Report each line of the records below that contains the word "woman", copying every such line in full.

Data for this exercise:
-*-*-

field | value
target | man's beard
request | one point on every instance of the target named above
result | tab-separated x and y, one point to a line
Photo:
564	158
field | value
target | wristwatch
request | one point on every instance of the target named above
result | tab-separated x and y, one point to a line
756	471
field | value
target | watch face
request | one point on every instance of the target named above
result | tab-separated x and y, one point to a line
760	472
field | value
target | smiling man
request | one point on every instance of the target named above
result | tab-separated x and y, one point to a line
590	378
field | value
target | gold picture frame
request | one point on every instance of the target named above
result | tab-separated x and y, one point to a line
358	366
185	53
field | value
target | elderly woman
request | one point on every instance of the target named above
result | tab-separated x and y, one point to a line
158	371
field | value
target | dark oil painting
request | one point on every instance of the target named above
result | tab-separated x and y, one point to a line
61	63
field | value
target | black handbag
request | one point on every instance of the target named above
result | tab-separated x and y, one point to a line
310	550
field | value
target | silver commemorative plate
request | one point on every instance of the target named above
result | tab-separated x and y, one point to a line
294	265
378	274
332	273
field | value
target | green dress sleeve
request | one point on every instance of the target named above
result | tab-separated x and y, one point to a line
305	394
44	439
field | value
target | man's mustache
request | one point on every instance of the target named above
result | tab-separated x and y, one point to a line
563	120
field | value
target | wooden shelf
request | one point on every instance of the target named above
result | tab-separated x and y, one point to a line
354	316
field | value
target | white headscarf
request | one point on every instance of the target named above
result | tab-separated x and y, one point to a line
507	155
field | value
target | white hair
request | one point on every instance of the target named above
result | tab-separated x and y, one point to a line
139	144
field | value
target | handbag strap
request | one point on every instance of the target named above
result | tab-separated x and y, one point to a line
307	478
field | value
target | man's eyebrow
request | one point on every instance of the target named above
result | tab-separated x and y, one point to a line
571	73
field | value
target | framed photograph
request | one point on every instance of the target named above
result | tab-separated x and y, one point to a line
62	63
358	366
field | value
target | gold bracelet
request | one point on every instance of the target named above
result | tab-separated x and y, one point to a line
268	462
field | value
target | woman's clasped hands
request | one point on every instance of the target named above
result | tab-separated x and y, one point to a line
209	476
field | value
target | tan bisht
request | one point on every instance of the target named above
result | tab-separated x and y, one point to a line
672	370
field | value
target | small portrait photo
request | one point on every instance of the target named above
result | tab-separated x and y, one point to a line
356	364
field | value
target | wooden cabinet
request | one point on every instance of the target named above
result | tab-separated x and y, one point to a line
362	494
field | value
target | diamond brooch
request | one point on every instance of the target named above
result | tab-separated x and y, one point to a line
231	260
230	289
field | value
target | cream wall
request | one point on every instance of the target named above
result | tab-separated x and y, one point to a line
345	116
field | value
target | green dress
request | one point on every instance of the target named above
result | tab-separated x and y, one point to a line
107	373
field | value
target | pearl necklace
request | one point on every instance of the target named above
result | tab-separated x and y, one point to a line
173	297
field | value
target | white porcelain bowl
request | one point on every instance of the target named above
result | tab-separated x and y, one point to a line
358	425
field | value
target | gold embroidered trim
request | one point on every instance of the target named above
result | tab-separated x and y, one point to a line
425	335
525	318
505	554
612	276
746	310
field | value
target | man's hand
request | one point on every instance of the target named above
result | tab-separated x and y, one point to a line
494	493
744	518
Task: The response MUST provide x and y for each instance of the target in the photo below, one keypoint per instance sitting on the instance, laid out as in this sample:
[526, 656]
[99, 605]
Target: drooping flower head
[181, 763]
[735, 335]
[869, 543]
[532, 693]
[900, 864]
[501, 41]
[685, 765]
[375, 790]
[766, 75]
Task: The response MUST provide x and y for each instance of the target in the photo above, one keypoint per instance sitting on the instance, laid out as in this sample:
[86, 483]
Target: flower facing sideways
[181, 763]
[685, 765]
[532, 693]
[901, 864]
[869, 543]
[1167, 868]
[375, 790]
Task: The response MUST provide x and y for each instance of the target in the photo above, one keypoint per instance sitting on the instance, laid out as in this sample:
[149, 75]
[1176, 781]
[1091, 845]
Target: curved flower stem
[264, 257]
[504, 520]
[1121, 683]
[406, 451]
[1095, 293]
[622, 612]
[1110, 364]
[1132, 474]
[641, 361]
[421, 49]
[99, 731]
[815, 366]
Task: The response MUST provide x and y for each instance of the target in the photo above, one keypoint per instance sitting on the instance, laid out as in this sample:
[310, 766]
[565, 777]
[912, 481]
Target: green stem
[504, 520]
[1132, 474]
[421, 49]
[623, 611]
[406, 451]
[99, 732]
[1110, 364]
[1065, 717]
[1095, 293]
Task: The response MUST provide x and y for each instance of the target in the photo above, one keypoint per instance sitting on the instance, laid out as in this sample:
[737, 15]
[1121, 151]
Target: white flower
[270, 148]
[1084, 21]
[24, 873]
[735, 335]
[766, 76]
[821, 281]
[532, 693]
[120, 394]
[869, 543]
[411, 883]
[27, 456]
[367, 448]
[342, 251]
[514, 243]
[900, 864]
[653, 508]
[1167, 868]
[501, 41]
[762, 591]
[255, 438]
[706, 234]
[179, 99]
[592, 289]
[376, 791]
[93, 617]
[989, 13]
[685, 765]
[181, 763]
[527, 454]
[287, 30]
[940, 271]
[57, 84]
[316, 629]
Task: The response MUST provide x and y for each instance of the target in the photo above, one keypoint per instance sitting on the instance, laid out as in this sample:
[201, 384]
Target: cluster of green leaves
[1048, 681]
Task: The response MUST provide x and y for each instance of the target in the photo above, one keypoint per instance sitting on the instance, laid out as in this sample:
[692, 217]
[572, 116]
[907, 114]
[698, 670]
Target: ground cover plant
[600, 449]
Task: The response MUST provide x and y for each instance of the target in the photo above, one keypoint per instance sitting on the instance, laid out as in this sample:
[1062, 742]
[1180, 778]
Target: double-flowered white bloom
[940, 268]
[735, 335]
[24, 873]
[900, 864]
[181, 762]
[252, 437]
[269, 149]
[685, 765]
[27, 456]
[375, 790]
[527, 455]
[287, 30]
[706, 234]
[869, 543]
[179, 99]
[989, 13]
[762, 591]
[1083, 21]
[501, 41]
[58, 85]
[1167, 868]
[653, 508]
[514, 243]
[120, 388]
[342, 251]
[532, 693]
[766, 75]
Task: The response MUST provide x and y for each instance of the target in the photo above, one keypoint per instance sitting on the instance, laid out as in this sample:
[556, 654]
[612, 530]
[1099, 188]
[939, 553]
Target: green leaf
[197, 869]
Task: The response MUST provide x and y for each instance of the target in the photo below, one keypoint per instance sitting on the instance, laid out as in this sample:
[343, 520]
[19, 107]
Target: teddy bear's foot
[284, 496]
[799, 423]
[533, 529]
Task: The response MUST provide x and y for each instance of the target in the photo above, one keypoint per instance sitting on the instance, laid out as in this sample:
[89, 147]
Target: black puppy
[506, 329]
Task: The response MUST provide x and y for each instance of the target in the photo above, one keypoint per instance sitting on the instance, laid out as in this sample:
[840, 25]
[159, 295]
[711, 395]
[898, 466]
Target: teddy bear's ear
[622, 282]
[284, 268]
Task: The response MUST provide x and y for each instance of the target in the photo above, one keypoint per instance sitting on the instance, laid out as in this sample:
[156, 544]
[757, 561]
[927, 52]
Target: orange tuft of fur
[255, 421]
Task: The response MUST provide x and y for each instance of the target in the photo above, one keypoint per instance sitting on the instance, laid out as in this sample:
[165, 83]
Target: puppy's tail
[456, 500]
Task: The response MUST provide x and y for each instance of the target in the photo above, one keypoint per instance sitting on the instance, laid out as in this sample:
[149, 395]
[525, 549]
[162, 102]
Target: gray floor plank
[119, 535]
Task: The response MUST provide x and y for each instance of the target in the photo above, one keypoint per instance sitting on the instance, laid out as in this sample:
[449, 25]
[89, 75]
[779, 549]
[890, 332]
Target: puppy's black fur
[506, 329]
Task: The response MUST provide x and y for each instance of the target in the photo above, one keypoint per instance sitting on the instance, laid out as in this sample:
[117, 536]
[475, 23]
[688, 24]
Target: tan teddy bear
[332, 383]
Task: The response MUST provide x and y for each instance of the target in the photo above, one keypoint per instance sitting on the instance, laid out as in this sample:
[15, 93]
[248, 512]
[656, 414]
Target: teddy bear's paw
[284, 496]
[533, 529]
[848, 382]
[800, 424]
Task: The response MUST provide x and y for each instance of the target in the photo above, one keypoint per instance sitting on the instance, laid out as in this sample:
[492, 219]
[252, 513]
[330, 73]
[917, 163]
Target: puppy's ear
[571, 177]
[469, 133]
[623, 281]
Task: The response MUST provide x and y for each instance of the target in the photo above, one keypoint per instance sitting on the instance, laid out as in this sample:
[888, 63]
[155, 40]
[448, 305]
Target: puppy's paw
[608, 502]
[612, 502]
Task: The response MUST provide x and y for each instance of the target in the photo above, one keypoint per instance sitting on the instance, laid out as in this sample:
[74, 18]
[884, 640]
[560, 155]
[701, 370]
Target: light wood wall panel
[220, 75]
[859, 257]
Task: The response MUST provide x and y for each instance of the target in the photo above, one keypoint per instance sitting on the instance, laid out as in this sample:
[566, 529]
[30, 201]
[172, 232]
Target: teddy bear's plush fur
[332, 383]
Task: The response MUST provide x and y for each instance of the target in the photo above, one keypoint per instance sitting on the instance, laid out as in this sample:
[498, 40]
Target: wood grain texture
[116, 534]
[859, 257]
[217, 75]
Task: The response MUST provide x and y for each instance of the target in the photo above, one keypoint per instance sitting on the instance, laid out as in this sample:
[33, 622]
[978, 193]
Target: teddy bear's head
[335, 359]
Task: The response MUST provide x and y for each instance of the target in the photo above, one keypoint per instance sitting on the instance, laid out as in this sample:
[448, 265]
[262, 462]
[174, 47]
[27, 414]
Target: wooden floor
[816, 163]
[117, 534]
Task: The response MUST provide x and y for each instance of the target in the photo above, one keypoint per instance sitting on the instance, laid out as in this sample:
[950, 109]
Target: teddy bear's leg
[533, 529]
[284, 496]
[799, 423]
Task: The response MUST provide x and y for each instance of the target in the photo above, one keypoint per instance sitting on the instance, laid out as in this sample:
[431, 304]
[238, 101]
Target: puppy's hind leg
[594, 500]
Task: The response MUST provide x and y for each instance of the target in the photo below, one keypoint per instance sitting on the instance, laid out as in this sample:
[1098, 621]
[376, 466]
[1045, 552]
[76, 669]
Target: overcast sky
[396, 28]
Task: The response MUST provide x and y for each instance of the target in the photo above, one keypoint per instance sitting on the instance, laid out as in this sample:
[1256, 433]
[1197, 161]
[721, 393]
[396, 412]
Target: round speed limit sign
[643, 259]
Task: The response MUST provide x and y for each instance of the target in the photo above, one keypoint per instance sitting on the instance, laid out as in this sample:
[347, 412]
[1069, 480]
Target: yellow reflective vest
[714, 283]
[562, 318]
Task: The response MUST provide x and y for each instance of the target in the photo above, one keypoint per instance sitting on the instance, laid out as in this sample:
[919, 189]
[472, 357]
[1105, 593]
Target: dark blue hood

-*-*-

Answer for the task:
target | elderly woman
target | woman's clasped hands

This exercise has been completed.